Information given:
- - - -
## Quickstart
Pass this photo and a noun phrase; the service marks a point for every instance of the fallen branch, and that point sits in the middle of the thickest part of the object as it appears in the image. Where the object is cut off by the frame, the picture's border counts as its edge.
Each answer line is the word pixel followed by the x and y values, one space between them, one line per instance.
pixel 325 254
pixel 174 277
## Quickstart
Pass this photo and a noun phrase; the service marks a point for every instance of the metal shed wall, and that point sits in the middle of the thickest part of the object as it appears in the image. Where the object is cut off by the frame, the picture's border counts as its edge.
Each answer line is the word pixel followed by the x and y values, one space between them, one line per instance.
- - - -
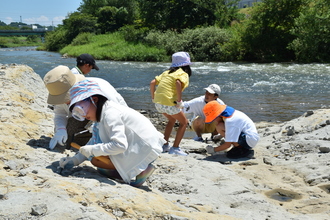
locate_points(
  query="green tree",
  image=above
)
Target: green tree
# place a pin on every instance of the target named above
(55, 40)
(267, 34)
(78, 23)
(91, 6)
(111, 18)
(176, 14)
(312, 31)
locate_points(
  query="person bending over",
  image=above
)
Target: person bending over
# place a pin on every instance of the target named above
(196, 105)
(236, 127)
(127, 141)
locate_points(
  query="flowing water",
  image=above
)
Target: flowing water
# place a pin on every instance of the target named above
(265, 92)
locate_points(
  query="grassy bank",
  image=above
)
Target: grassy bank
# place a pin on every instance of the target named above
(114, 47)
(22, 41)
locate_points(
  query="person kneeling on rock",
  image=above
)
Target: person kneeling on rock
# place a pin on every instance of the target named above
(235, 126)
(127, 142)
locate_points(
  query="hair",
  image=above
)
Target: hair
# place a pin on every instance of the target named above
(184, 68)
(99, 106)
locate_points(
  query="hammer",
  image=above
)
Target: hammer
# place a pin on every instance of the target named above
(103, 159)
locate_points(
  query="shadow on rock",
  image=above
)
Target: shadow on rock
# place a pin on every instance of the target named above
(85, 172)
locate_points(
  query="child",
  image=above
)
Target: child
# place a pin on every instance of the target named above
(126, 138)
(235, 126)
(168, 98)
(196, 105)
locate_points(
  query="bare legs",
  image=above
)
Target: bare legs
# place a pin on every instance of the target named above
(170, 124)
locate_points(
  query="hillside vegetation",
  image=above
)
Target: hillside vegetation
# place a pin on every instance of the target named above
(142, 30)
- - - -
Your assignment:
Look through the records above for the word "bank". Report how many lines contain it, as a bare number.

Solution to this task:
2